[Image-grounded pointing data]
################

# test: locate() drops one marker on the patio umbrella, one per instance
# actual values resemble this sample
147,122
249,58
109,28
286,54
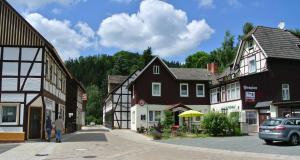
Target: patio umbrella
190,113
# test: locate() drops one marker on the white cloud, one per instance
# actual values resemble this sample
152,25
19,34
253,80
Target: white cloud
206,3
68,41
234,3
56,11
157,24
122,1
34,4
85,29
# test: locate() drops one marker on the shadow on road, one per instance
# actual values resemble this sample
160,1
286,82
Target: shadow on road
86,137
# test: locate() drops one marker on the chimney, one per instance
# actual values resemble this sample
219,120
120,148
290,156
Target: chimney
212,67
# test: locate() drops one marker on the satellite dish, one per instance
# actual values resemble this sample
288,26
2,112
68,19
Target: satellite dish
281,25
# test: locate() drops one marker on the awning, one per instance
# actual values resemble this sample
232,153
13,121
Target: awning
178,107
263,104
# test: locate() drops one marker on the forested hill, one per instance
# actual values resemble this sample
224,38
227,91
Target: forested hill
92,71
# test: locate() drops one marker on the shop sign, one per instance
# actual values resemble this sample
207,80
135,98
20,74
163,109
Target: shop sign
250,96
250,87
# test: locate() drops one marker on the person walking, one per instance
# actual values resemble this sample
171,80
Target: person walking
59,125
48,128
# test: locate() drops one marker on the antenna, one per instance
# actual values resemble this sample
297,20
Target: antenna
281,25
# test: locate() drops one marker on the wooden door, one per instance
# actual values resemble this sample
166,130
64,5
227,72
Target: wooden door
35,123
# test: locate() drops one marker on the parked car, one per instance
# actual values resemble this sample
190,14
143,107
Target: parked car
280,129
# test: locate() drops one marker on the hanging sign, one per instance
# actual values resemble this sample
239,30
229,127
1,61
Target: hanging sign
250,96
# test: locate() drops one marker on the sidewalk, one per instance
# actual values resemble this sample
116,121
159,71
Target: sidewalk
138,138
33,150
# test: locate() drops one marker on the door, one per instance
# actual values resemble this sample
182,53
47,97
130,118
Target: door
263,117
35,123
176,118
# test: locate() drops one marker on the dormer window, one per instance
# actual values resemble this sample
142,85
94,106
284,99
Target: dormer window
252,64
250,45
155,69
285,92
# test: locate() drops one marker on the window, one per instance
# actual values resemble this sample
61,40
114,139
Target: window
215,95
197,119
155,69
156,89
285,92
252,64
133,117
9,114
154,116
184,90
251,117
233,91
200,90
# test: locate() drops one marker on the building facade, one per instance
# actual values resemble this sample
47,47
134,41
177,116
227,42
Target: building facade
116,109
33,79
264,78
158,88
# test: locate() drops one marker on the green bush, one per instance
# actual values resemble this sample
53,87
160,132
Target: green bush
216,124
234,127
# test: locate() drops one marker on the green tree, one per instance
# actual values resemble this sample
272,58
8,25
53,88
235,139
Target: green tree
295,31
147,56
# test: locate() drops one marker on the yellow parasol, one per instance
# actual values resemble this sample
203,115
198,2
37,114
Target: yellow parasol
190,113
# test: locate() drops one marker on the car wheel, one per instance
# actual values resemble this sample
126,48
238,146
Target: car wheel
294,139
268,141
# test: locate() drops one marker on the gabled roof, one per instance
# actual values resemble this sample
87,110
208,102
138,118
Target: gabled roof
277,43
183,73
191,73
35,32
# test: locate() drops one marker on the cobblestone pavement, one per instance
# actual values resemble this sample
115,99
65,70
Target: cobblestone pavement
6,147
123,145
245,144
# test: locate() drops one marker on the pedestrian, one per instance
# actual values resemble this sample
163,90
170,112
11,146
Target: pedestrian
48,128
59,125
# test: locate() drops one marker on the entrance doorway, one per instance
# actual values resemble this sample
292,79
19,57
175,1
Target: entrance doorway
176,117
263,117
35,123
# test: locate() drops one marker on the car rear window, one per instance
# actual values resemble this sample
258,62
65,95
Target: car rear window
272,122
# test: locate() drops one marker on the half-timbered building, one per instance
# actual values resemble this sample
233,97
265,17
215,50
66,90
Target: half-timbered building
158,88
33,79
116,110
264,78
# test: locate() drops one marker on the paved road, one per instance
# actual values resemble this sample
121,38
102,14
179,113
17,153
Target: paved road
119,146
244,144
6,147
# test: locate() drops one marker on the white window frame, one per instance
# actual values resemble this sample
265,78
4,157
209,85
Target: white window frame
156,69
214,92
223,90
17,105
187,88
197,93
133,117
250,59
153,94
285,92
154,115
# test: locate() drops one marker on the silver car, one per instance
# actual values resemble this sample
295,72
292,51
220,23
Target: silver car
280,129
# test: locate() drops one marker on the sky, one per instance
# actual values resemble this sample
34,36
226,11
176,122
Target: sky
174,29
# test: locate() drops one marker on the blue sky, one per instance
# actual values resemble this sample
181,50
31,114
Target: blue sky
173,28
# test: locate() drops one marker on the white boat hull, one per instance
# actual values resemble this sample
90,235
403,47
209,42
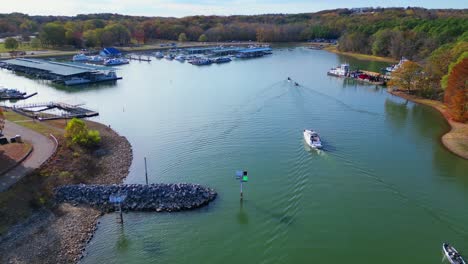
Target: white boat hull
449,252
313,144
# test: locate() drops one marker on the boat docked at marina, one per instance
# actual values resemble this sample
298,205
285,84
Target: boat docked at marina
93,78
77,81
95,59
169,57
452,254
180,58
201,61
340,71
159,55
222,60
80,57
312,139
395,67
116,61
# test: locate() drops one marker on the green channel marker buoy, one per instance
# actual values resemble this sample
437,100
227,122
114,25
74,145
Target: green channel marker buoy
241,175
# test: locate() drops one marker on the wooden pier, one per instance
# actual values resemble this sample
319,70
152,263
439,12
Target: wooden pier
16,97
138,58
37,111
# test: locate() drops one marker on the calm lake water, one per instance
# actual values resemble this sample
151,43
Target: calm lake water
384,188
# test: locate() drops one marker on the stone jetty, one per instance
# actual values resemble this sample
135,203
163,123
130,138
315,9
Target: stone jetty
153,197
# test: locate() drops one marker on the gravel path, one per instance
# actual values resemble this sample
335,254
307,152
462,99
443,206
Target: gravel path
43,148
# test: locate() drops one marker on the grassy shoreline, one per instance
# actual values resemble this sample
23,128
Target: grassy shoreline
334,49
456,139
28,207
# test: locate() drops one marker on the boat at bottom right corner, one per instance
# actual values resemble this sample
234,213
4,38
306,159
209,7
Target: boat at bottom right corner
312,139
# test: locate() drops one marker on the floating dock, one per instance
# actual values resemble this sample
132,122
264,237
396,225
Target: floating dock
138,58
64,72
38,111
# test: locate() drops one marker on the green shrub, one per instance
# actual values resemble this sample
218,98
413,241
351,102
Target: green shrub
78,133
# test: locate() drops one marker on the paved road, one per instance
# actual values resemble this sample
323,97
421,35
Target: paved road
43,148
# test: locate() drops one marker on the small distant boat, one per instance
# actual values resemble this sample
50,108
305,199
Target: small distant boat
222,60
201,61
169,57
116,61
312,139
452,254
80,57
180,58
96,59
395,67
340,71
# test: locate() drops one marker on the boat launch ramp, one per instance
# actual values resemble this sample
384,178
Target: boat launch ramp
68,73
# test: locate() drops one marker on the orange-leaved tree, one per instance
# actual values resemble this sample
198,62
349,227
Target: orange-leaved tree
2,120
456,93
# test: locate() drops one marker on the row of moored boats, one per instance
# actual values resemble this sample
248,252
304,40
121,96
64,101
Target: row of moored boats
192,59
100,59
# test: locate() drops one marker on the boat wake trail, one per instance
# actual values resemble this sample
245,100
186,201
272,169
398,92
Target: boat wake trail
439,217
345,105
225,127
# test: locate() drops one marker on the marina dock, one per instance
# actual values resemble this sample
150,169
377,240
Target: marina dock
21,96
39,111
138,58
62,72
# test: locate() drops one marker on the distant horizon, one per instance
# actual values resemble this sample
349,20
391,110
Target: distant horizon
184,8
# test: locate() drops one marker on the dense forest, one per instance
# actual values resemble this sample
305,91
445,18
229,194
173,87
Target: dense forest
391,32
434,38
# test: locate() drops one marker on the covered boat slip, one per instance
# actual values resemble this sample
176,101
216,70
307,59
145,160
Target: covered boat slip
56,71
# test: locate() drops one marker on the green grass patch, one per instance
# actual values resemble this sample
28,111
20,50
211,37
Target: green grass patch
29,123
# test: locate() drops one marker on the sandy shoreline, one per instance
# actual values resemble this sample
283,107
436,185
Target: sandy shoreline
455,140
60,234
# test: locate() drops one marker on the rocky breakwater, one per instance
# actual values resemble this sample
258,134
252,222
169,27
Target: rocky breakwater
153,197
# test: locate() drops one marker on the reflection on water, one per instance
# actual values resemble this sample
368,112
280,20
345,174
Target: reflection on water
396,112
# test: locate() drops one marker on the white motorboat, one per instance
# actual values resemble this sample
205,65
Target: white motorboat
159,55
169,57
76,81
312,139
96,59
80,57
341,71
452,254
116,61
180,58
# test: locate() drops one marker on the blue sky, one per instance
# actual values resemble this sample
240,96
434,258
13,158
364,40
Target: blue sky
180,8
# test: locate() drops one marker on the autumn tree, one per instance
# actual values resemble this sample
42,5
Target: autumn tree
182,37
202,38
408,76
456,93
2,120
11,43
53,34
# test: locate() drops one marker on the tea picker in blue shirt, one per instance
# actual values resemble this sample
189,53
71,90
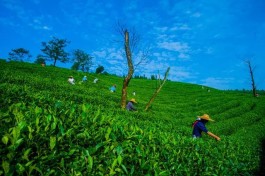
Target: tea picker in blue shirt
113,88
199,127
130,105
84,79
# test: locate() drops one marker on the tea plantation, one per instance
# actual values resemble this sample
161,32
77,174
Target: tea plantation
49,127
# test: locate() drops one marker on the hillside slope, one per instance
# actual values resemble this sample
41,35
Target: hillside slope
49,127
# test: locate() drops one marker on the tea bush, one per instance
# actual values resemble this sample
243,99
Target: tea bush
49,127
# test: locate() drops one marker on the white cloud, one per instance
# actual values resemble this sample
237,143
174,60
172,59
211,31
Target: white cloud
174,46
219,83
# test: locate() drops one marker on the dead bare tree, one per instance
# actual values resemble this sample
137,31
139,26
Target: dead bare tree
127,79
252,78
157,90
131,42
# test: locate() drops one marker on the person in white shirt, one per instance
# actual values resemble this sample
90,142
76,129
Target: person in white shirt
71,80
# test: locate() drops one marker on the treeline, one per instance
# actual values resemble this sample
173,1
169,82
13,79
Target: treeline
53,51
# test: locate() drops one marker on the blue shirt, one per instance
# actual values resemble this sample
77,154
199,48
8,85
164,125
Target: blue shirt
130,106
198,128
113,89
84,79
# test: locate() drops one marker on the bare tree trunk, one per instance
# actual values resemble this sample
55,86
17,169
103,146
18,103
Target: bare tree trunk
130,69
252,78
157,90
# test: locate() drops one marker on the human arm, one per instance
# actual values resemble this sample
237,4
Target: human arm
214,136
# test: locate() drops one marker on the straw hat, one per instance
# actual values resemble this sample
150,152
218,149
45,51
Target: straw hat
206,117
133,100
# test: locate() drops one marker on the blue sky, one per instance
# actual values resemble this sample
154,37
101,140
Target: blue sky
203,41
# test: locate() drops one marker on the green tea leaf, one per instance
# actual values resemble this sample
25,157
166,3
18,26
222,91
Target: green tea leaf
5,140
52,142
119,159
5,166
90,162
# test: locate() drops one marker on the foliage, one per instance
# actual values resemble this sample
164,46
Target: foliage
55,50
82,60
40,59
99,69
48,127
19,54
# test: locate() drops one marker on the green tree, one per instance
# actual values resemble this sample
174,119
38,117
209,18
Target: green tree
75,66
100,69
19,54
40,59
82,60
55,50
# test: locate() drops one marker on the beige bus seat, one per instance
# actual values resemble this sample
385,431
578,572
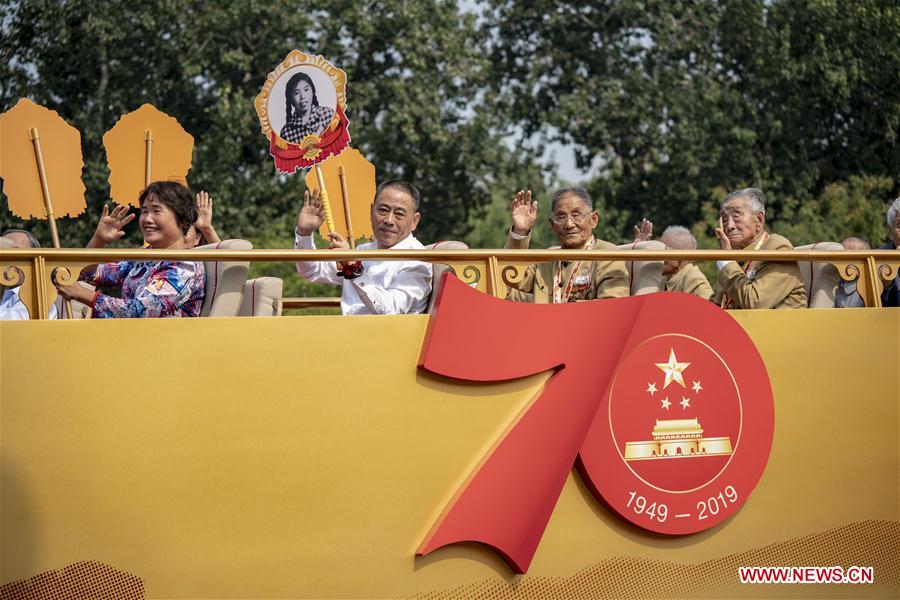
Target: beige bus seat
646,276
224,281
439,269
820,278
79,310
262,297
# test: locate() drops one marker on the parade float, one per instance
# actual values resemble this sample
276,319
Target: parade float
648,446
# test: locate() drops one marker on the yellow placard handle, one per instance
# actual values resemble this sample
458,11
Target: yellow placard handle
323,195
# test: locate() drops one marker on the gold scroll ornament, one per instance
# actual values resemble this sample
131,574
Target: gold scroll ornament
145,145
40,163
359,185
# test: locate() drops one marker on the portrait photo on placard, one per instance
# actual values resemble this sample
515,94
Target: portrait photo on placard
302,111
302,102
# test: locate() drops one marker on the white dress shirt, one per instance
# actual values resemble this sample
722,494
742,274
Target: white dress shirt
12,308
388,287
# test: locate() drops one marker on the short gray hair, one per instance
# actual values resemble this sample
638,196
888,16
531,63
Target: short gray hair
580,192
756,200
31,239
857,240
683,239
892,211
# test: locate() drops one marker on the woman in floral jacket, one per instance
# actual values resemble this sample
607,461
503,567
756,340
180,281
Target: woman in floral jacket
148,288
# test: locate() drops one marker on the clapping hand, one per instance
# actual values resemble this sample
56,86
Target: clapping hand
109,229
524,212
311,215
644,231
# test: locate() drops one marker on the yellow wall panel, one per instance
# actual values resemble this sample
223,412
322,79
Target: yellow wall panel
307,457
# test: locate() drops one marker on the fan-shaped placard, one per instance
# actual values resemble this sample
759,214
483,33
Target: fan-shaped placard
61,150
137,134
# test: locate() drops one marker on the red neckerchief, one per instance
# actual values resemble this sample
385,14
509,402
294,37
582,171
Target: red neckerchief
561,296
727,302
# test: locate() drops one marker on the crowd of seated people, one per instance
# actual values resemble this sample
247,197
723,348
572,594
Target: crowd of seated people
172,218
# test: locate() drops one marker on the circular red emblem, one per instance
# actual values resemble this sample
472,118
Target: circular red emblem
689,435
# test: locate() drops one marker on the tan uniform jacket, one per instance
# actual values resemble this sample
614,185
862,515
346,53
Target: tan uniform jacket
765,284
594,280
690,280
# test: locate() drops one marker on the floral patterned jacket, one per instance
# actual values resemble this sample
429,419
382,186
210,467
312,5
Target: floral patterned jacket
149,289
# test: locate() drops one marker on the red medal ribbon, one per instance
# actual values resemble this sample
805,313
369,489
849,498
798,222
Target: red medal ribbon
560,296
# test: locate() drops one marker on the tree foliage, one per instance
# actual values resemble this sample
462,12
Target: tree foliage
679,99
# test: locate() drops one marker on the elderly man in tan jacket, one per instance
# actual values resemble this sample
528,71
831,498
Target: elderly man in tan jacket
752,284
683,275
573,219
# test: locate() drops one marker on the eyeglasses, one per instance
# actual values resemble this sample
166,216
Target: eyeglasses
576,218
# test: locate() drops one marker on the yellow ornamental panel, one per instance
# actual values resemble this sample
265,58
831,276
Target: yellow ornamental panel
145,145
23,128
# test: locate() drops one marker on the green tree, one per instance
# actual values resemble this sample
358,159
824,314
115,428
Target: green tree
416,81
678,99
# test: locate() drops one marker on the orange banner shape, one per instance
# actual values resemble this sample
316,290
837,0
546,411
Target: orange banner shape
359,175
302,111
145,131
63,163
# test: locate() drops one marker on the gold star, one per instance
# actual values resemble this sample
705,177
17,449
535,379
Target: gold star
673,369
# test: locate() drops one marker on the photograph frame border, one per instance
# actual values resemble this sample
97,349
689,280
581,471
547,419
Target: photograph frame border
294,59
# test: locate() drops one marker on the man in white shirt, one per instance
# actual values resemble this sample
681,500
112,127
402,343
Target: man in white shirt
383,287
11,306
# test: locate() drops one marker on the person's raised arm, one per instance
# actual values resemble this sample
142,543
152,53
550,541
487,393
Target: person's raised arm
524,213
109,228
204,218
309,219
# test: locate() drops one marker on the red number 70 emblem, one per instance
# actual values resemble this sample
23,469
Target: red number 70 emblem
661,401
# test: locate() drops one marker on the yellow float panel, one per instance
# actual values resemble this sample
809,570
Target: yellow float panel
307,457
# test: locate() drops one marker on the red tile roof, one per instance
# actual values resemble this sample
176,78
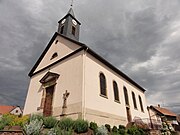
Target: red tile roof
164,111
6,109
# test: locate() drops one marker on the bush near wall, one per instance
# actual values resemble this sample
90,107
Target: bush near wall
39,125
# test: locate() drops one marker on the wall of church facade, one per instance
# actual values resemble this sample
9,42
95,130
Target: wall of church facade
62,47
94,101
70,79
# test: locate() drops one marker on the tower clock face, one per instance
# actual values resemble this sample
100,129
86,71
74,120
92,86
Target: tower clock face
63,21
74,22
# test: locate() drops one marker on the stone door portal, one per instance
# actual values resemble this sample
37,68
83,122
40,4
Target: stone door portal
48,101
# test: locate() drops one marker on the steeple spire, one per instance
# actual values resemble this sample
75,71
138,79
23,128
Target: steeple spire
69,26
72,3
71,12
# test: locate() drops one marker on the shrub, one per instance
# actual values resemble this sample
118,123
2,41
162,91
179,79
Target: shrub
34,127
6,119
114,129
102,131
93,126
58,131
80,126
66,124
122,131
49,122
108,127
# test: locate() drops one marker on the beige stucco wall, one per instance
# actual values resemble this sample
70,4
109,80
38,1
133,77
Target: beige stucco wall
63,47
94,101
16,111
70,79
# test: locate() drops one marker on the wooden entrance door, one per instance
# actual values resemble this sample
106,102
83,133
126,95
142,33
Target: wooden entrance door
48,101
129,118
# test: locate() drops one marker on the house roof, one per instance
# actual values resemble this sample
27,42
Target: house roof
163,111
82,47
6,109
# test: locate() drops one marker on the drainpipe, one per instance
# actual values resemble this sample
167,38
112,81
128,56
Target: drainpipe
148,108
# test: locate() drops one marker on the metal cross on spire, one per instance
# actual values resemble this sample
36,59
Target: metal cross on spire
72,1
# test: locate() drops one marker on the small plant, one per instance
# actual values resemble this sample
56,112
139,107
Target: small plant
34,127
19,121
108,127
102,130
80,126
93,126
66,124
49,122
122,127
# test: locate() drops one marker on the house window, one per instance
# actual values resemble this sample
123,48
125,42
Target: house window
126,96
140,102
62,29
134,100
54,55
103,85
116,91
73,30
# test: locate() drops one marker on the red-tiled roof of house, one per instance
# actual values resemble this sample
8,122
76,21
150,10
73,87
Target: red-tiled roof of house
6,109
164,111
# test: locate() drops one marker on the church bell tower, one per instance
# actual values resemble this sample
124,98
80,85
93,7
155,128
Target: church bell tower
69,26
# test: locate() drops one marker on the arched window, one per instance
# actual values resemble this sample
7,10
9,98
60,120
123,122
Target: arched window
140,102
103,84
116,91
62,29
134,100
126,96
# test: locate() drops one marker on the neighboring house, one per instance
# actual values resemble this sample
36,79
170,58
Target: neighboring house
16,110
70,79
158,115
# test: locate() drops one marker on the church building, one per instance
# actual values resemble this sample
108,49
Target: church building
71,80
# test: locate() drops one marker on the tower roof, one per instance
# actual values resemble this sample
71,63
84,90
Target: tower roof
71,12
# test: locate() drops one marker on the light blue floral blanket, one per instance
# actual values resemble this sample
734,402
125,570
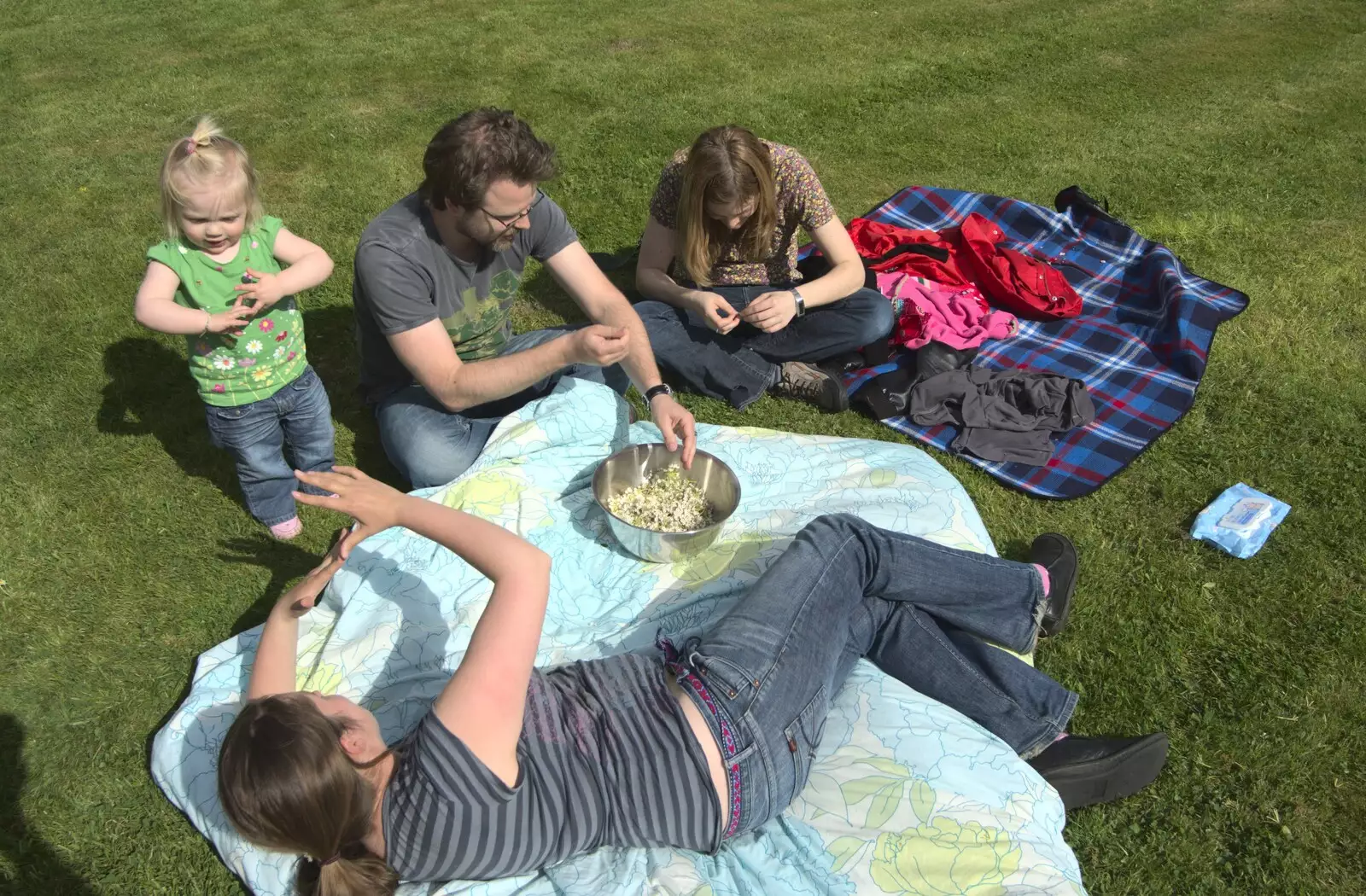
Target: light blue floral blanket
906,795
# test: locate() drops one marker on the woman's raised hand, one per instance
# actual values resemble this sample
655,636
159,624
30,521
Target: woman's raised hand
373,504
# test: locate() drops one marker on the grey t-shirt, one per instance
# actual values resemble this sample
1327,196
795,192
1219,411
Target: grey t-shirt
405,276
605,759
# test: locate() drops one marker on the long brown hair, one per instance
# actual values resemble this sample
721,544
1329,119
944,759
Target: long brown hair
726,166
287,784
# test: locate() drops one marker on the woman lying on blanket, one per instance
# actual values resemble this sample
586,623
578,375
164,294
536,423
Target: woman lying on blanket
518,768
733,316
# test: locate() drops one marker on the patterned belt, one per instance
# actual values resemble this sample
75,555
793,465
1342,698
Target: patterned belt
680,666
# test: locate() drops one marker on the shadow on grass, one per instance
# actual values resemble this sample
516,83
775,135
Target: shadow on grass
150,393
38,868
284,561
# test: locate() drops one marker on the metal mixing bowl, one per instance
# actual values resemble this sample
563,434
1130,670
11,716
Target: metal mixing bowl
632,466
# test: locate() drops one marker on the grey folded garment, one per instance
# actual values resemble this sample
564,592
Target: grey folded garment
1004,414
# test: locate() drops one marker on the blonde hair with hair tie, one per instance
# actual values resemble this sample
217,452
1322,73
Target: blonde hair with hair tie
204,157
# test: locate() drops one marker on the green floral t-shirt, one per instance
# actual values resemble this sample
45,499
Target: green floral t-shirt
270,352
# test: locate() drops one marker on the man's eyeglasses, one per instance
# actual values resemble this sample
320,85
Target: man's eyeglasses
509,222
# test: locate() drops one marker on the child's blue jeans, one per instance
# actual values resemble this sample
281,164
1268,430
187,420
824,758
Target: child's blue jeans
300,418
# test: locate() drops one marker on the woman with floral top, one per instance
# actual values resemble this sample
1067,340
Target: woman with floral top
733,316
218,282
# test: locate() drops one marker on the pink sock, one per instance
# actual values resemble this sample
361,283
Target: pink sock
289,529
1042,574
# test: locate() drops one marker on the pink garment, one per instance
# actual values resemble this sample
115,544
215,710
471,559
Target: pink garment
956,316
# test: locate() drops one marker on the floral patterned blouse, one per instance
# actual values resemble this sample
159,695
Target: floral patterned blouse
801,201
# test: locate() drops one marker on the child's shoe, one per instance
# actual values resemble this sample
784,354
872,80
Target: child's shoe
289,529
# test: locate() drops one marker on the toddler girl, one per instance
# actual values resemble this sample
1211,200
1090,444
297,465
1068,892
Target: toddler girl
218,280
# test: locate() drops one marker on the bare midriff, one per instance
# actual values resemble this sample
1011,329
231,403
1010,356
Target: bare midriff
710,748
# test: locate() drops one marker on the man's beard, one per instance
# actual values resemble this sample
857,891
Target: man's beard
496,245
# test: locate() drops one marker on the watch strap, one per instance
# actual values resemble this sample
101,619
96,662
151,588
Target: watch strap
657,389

################

Problem details: Looking at the records above, return exactly the lines from the line with "# test: locate() drops one marker on the eyeglasses, one" to the line with "# test: locate() drops one marker on the yellow ornamental", both ends included.

Problem solution:
# test: locate() drops one marker on the eyeglasses, one per instance
# actual values resemble this sample
166,216
Target: eyeglasses
576,218
# test: locate() drops one marker on the yellow ornamental panel, one per instance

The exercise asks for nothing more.